§ **VORLIEGENDER TEXT**:
---+---
Am Beispiel der Spinnerei Neuthal im obersten Tösstal verfolgten Mitglieder der Toggenburger Vereinigung für Heimatkunde auf ihrer Frühlingsexkursion den Ausbau der industriellen Nutzung der Wasserkraft. Der Besitzer der Spinnerei, Adolf Guyer-Zeller, 1839–1899, wurde aber nicht als Textilfabrikant, sondern auf- grund seiner visionären Tatkraft als Bahnpionier und Initiant der Jungfrau Bahn weltberühmt.

«Am 21. Februar 1912, um 5.35 Uhr, flogen mit lautem Explosionsdonnern die letzten Gesteinsschichten weg und fahles Morgenlicht drang zu den Mineuren – der Durchstich des Stollens der kühn angelegten Jungfrau- Bahn auf hochalpinen 3450 m über Meer war vollbracht», so zitierte Ernst Grob, Obmann der TVH, die damalige Berichterstattung. «Grund genug, des mutigen Unternehmers Adolf Guyer-Zeller hundert Jahre später an seinem ursprünglichen Wirkungsort zu gedenken», fügte er an.
---+---
§ **VORLIEGENDE ANGABEN**:
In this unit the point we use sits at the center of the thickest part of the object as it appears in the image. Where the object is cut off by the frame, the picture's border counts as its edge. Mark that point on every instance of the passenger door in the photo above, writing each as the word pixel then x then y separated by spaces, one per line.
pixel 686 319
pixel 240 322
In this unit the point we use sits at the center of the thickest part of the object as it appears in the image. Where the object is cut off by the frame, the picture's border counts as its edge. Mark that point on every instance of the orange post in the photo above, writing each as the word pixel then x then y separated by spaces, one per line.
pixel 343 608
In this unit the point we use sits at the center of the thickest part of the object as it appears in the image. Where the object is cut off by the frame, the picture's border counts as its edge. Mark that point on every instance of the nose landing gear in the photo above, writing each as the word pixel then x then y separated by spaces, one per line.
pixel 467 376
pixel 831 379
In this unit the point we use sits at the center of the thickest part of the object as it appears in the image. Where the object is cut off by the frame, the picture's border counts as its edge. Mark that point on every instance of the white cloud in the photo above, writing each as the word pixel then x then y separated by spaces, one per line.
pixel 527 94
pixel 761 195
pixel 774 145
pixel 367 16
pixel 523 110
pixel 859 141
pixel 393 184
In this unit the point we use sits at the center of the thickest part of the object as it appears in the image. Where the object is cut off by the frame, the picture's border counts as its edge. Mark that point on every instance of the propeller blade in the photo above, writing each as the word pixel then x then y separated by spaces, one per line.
---+---
§ **ARBEITSANWEISUNGEN**:
A – Wann gelang laut dem Text über die Spinnerei Neuthal der Durchstich des Stollens der Jungfraubahn?
B – Führe den Text über die Spinnerei Neuthal und Adolf Guyer-Zeller nach seinem letzten Satz weiter.

§ **LÖSUNGEN**:
A – Am 21. Februar 1912 um 5.35 Uhr.

B –
Auf historischen Wanderwegen

Als weitsichtiger Patron liess Guyer-Zeller für seine Arbeiter der Spinnerei schon damals in den Schluchten des umliegenden Tössberglandes Wanderwege anlegen. Einem der Interessantesten dieser gut unterhaltenen Wege folgten wir nun über insgesamt 31 Brücken und 37 Treppen durch das romantische Lochbachtobel auf die Hohenegg und hinunter nach Neuthal. Unterwegs machte der Obmann auf die Nagelfluhbänke, die hier der oberen Süsswassermolasse zugehören, aufmerksam. Genau gleich wie im nahen Toggenburg sind diese Schichten unterschiedlicher Durchlässigkeit. Grund für häufige Quellhorizonte und Ursache der zahlreichen Gerinne in den erodierten, steilen Tobeln. Diese verfügbare, natürliche Wasserkraft wurde früh für Mühlen und Sägen, mit der aufkommenden Industrialisierung dann zum Betrieb von Fabriken genutzt. Industrien in diesen abgelegenen Tälern konnten sich aber nur mit guten Verkehrsverbindungen, damals Fuhrwerken oder Dampfbahnen, entwickeln.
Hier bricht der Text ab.